READING TEXT:
Community “Rewilds” Merrill Green With Native Plants

The native pollinator garden project aims to bring native species back to campus. Photo courtesy of Amherst College.

On April 29, a group of student and faculty volunteers gathered to plant native Western Massachusetts trees, shrubs, and flowers on the green between the Merrill Apartments and the tennis courts. Led by Talia Ward ’23, this native pollinator garden project is a hopeful first step toward bringing native species back to campus and building community between students and the campus’s natural environment.

The seed for the project was first planted in Ward’s mind during her freshman year by a single patch of grass between Williston Hall and Frost Library. “Every week it would get mowed. And I was like, it’s this tiny-ass little thing. Why is it grass?”

Ward initially considered guerilla gardening — gardening in an area without a legal right to plant and grow plant species, often used as a form of protest — during the fall of 2021, but Professor of English and American Studies Lisa Brooks encouraged her to seek funding for a native pollinator garden instead.

After visiting President Biddy Martin’s office hours, Ward was connected with Jim Brassord, then chief of campus operations, and Kenny Lauzier, landscape and grounds supervisor. Martin, Brassord, and Lauzier showed enthusiasm for the project, reported Ward. “The grounds department really wants more native plants on campus,” she said.

The brainstorming and planning process that followed involved many meetings with Brooks and Artist in Residence Elizabeth James Perry and talking about the project with friends, said Ward. After hearing about the project through word of mouth, Association of Amherst Students (AAS) Senator Sophie Sweeney ’23 took on the garden as her Senate project, securing funding for it through the AAS.

Restoring native plants to an area is vital to preserving biodiversity and supporting the health of the entire ecosystem. Brooks and Perry contributed their traditional ecological knowledge about the area to determine what species to plant — eight in total. Together, they mapped the location of the various species of plants in the garden based on shading and the soil’s wetness.

Ward used the term “rewilding,” inspired by Perry, to describe the effort. “So much of our landscape on college campuses and in our lives is intentionally maintained to look a certain way,” she said. “What does it mean to, like, be in a space that is not intentionally maintained, that is really left to be ‘wild’?”

DATA SECTION:
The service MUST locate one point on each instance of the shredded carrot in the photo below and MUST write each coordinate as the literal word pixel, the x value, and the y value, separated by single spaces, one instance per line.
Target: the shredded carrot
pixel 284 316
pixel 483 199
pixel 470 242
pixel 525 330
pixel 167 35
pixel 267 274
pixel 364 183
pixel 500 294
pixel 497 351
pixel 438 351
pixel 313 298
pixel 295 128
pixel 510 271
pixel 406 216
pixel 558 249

PROBLEM DETAILS: Pick up the article on the Merrill Green native pollinator garden after its last sentence and carry it forward.

EXERCISE ANSWER:
Ward said that unlike grassy areas on campus, the garden won’t require much human maintenance. “The hope is that once we have returned these plant beings to this space that they will take over. We’re just here to help them establish their community.”

Ward said that unlike grassy areas on campus, the garden won’t require much human maintenance. “The hope is that once we have returned these plant beings to this space that they will take over.” Photo courtesy of Amherst College.

Prior to 2015, the site was populated by red pines, which are not native to the area but were planted in the late 1930s. After 80 years, their growth stagnated and they began to die in large numbers. The college cleared the site as part of a several-year project to remove and replace about 35 acres of red pines on and around campus. “This area has been barren for too long,” Professor of Biology and Environmental Studies Jill Miller said. “So it’s really nice to see it be reclaimed.”

The planting was open to everyone who expressed interest — with students, faculty, and staff participating — and took less than the anticipated four hours to complete. “I think most of the people here don’t really have a gardening background,” Tessa Levenstein ’23 said. “And look at what we’re able to do even without that training.”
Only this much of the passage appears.